Segment Start: EXERCISE PASSAGE

Using MarkLogic Server, standard Element Range Indexes and/or search:suggest are powerful options for auto-complete, as mentioned in my previous blog post on the topic: Scalable Search Auto-Complete.  But they only meet a narrow set of use cases.  The main limitation is they can only do a “starts-with” match against the entire value.  They don’t support starts-with against any word in the set of possible values, which is a more common requirement.  So if a user starts typing “ban” they will get matches for “Bank of America” but not “Wells Fargo Bank”.

auto-complete mockup 1

XQuery example 1, “basic element-value match”, is fast but only meets a narrow set of use cases:

cts:element-value-match(xs:QName("COMPANY"),"ban*", "limit=50")

Wild-Cards aren’t Fast Enough

Wild-cards present a solution, but as in all technologies wild-cards are one of the slowest query types.  While wild-card searching in MarkLogic Server is very fast, I have not been able to tune it to be scalable enough for auto-complete.  I’ve used 1, 2, and 3-character indexes to enable fast matching using wild-cards even on the first keystrokes.  Under load I’d like at least 90% of queries below 100 ms to meet #3 above, but I’m seeing wild-card queries take as much as 1 second at the 90% line.  I’ve also tried wild-card queries in fields and elements, with very similar results.

XQuery example 2, “wild-card search”, is not fast enough:

(cts:search(/DOCUMENT/COMPANY, "ban*")/text())[1 to 50]

fn:contains isn’t Fast Enough

XPath has fn:contains which matches any sub-string, thus coming close to the required functionality, but I didn’t expect high performance because it has no index to optimize the query–it essentially conducts a full-text scan.  While I was impressed that MarkLogic’s implementation of fn:contains in vanilla XPath performs even better than wild-card queries, the need to be case-insensitive adds a serious performance hit, making this the slowest query of the bunch.

Segment End: EXERCISE PASSAGE
Segment Start: DATA SHOWN

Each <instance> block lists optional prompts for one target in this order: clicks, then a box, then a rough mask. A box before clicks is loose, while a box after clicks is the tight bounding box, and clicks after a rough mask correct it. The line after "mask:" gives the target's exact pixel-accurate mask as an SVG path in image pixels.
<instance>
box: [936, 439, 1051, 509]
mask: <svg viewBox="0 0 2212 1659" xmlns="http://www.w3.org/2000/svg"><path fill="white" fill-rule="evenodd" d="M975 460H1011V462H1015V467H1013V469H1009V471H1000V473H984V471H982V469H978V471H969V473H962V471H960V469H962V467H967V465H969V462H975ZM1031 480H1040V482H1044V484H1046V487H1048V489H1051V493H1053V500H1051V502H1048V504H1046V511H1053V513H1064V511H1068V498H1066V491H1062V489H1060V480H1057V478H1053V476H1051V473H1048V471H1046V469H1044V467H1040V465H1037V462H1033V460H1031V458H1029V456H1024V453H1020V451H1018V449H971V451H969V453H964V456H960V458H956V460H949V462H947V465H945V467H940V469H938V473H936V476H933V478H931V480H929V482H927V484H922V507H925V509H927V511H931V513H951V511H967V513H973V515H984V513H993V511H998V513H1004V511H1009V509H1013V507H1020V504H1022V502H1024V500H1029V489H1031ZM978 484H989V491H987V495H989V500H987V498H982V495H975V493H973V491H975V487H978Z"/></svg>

Segment End: DATA SHOWN

WHAT YOU NEED TO DO =>
1. Reproduce the auto-complete passage word for word, everything from "Wild-cards present a" down to "very similar results.".
2. Resume the passage on MarkLogic auto-complete queries, picking up right after its final sentence.

ANSWERS BY ITEM =>
1.
Wild-cards present a solution, but as in all technologies wild-cards are one of the slowest query types.  While wild-card searching in MarkLogic Server is very fast, I have not been able to tune it to be scalable enough for auto-complete.  I’ve used 1, 2, and 3-character indexes to enable fast matching using wild-cards even on the first keystrokes.  Under load I’d like at least 90% of queries below 100 ms to meet #3 above, but I’m seeing wild-card queries take as much as 1 second at the 90% line.  I’ve also tried wild-card queries in fields and elements, with very similar results.

2.
XQuery example 3, “contains”, is not fast enough:

(cts:element-values(xs:QName("COMPANY"))[contains(lower-case(.),"ban")]/text())[1 to 50]

Expanded Word Queries are Very Slow Under Load

I tried some very creative solutions, including wild-card matching of all possible words in the text, then using the words for a word query.  I expected this to be highly optimized because word queries use the search index and are very fast.  Either I did something wrong, or sending so many words in one “or” query slows things down.  Under load, these queries were even slower than contains queries.

XQuery example 3, “expanded words query”, is not fast enough:

let $words := cts:element-word-match(xs:QName("COMPANY"),"ban*")
let $wordQuery := cts:or-query((for $word in $words return $word))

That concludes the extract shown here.